British scientists have built what they say is the world's first artificial stomach: a shiny, high-tech box that physically simulates human digestion.
Constructed from sophisticated plastics and metals able to withstand the corrosive acids and enzymes found in the human gut, the device may ultimately help in the development of super-nutrients, such as obesity-fighting foods that could fool the stomach into thinking it is full.
"There have been lots of jam-jar models of digestion before," said Dr. Martin Wickham of Norwich's Institute of Food Research, the artificial gut's chief designer, referring to the beakers of enzymes typically used to approximate the chemical reactions in the stomach.
Bigger than a desktop computer
Wickham's patented artificial gut is a two-part model that is slightly larger than a desktop computer. The top half consists of a funnel in which food, stomach acids and digestive enzymes are mixed. Once this hydration process is finished, the food gets ground down in a silver metal tube encased in a dark, transparent box.
Software sets the parameters of the artificial gut — how long food remains in a particular part of the stomach, predicted hormone responses at various stages, and whether it is an infant or adult gut.

++++++

SET OF TASKS:
**a)** Copy word for word the part of the artificial stomach article that opens with the words containing "Software sets the" and closes with "or adult gut.".
**b)** Resume the article on the artificial stomach from the point where it stops.

GIVEN INFORMATION:
++++++

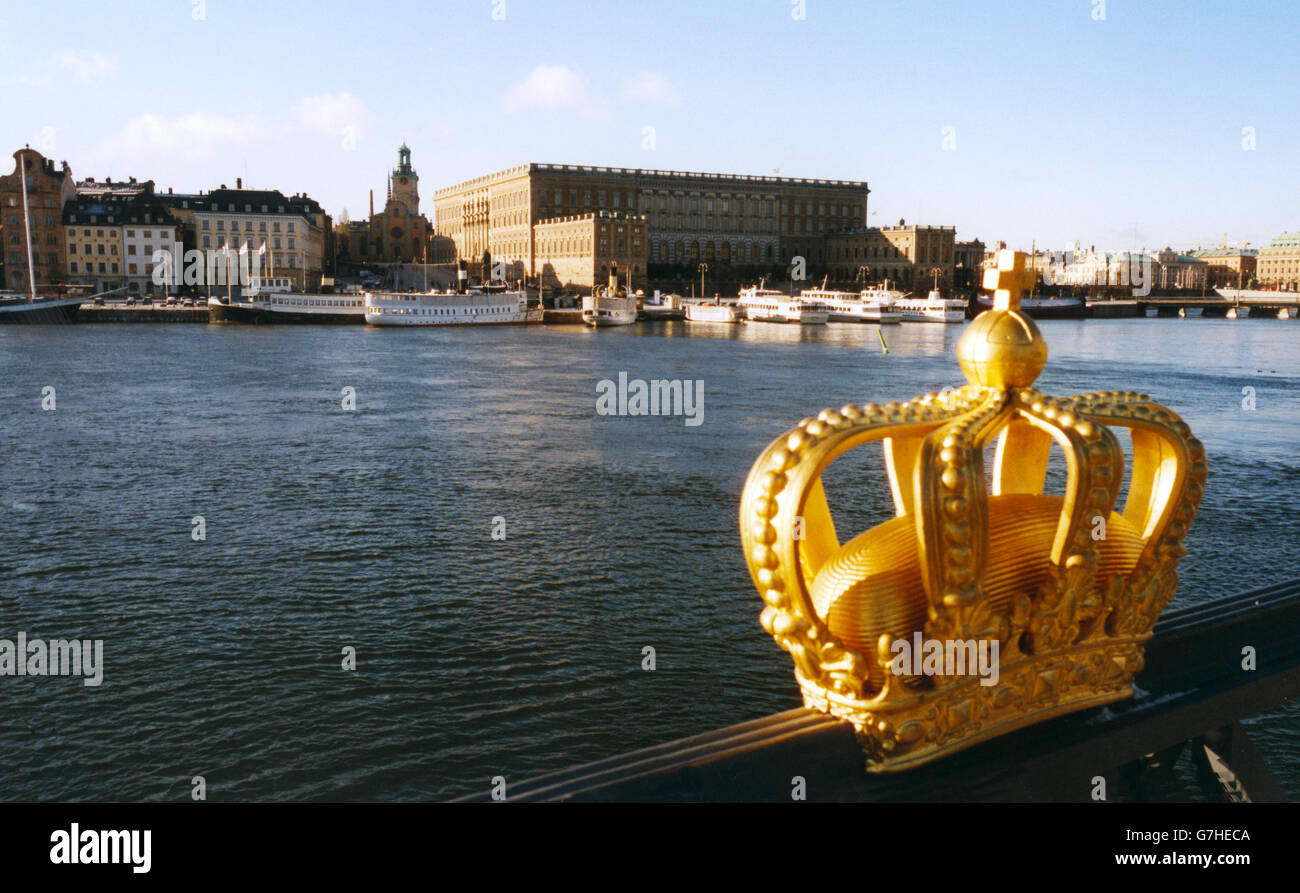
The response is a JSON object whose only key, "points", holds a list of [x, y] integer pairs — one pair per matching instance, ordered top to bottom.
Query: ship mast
{"points": [[26, 224]]}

++++++

SET OF ANSWERS:
**a)**
Software sets the parameters of the artificial gut — how long food remains in a particular part of the stomach, predicted hormone responses at various stages, and whether it is an infant or adult gut.

**b)**
Unlike previous gut models, Wickham's model incorporates the physiological elements of digestion, including the stomach contractions that break up food and move it along the assembly line of human digestion.
The artificial gut is already attracting commercial attention.
One company wants to use it to test whether a biscuit can release a specific nutrient in the small intestine. Another group wants to determine if soil contaminants, which could potentially be swallowed by children playing outside, get absorbed by the human body.
The model gut's focus on the physical and chemical reactions that take place in the stomach promises to provide a more detailed understanding of food structure and its impact on digestion.
"This is an important tool that will allow us to understand what happens in the gut," said Dr. Peter Ellis, a biochemistry expert at King's College in London, who was not connected to the project.
Other artificial stomach models have largely neglected the connection between food structure and digestion, according to Ellis. "This model is important because it gets the science of digestion right," he said.
By understanding how food gets processed in the gut, and in which part of the stomach nutrients get absorbed, researchers may be able to develop foods designed to manipulate the digestive process, a strategy that would have broad implications for public health.
For instance, knowing how quickly glucose gets absorbed into the bloodstream could potentially help treat diabetes.
"Our knowledge of what actually happens in the gut is still very rudimentary," said Wickham, "but we hope that this model can help fill in some of the blanks."
Some experts say any artificial gut has inherent limitations.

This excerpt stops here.